* _IL COMPITO_
Trascriva esattamente il brano del testo sul dissenso informato che inizia con "Se ha firmato" e termina con "alle cure mediche)".

* _TESTO RIPORTATO_
__________________________________________________

Il paziente di oggi è uno stronzo colossale, lo stronzo per eccellenza, e probabilmente anche un pezzo di merda.
Ma è un paziente e come tale ha una sacralità che deve essere mantenuta sino alla fine. Una sacralità che deve essere tutelata dalla nostra professionalità. Anche se è un caso immaginario, è ricalcato sulla nostra pratica clinica e su quello che vediamo quotidianamente.
Mettiamogli un bel nome intriso di sicilianità ed andiamo avanti.
Rosario
Rosario è una “cardaredda” (recipiente metallico a forma di cono tronco con due manici alle estremità usato solitamente in edilizia) di fattori di rischio cardiovascolare. È uno di quelli che giunge in Area di Emergenza per dolore toracico gettando la sigaretta accesa davanti la porta del Pronto Soccorso. Ne vediamo tanti.
Crea già disordini al Triage saltando tutta la fila e facendo alzare la persona che si stava registrando.
Lamenta un dolore toracico gravativo risoltosi da pochi minuti. Ha sudato e ha avuto mancanza di fiato. Dice che si “scantò”. Lo intravedi mentre sei di passaggio e capisci che la giornata è fatta.
Un tema caldo
Oggi non tratteremo la gestione dei soggetti caratteropatici in Area di Emergenza ma di un argomento a me molto caro: la dimissione contro il parere dei sanitari od il rifiuto delle cure. Cercheremo di affrontare il tema del consenso informato e nello specifico del dissenso informato. È un argomento spinoso, caldo e pieno di insidie, sia per per noi operatori che per il paziente che rischia di andare incontro ad un danno o ad un evento avverso che non riteneva possibile. La tutela del paziente in questo momento delicato risulta essere un nostro dovere, un nostro obbligo non solo morale, ma anche legale.
Se ha firmato che problema c’è…
Sebbene molti sarebbero tentati di esclamare un “macciocapatondiano” (passatemi il termine) “Ma a me che cazzo me ne fotte a me tanto ha messo firma” tentando di eludere il problema, in realtà la situazione non è così semplice e di immediata risoluzione.
Il consenso informato (o il dissenso alle cure mediche)
E’ un elemento cruciale nell’ambito della pratica medica e del rapporto medico-paziente che risulta fondamentale per garantire il rispetto dell’autonomia del paziente, il nostro buon operato e l’etica medica.
Capita spesso di vedere verbali di Pronto Soccorso in cui l’interruzione del percorso di cura è sancito dalla frase “rifiuta osservazione” o “sollecita dimissione contro il parere dei sanitari”. Sono cose che ti fanno sobbalzare sulla sedia.

__________________________________________________

* _CONTENUTO DEI RECORD_
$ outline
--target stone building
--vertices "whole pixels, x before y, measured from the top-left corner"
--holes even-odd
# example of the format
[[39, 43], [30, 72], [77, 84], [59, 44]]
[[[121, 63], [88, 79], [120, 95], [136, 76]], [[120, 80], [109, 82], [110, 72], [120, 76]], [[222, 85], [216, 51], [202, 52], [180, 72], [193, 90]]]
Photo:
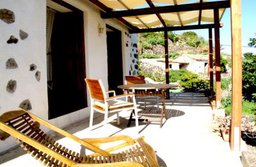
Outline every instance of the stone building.
[[[101, 19], [89, 1], [1, 0], [0, 6], [0, 115], [20, 107], [61, 127], [90, 115], [84, 78], [118, 91], [124, 76], [137, 74], [137, 35]], [[0, 152], [15, 145], [1, 141]]]

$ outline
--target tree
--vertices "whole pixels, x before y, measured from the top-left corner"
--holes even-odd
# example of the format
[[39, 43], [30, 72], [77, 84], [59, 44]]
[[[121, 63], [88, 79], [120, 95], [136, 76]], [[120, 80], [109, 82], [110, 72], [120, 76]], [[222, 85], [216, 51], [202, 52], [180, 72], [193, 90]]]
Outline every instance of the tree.
[[243, 60], [243, 95], [246, 99], [252, 100], [256, 92], [256, 55], [252, 52], [244, 54]]
[[[255, 33], [256, 35], [256, 33]], [[250, 38], [250, 42], [248, 44], [248, 45], [250, 47], [256, 47], [256, 38]]]

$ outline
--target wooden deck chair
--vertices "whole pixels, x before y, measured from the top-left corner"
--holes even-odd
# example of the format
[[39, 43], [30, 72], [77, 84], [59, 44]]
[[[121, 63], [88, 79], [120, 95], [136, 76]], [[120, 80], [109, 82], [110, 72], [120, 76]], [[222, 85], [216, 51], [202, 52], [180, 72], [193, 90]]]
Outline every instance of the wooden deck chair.
[[[44, 125], [68, 138], [94, 153], [81, 155], [60, 145], [40, 128]], [[143, 138], [133, 139], [127, 136], [97, 139], [80, 139], [22, 109], [0, 116], [0, 139], [12, 136], [28, 154], [48, 166], [159, 166], [152, 148]], [[102, 150], [104, 143], [124, 141]], [[125, 150], [125, 147], [128, 147]], [[122, 148], [124, 150], [115, 154]]]
[[[89, 88], [91, 97], [91, 112], [90, 116], [90, 129], [92, 130], [93, 121], [93, 111], [96, 111], [104, 114], [104, 125], [105, 132], [108, 123], [109, 113], [116, 113], [117, 124], [120, 125], [118, 112], [122, 111], [133, 110], [135, 113], [135, 123], [138, 131], [138, 120], [137, 106], [134, 94], [128, 93], [116, 96], [115, 91], [106, 91], [101, 79], [84, 79]], [[114, 93], [114, 96], [108, 97], [107, 93]], [[120, 99], [130, 97], [132, 102], [127, 102]]]
[[[125, 84], [145, 84], [146, 80], [144, 76], [125, 76]], [[159, 107], [159, 97], [158, 95], [156, 95], [156, 92], [157, 92], [156, 90], [132, 90], [132, 93], [135, 93], [136, 97], [143, 97], [144, 99], [144, 109], [146, 108], [147, 99], [149, 97], [157, 97], [157, 108]]]

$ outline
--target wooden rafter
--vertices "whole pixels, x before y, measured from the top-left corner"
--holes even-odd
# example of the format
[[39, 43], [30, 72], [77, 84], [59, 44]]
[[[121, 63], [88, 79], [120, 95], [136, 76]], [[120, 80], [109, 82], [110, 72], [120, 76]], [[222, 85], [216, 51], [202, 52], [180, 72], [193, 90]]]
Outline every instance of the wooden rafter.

__________________________________________________

* _ESITO DEL COMPITO_
Se ha firmato che problema c’è…
Sebbene molti sarebbero tentati di esclamare un “macciocapatondiano” (passatemi il termine) “Ma a me che cazzo me ne fotte a me tanto ha messo firma” tentando di eludere il problema, in realtà la situazione non è così semplice e di immediata risoluzione.
Il consenso informato (o il dissenso alle cure mediche)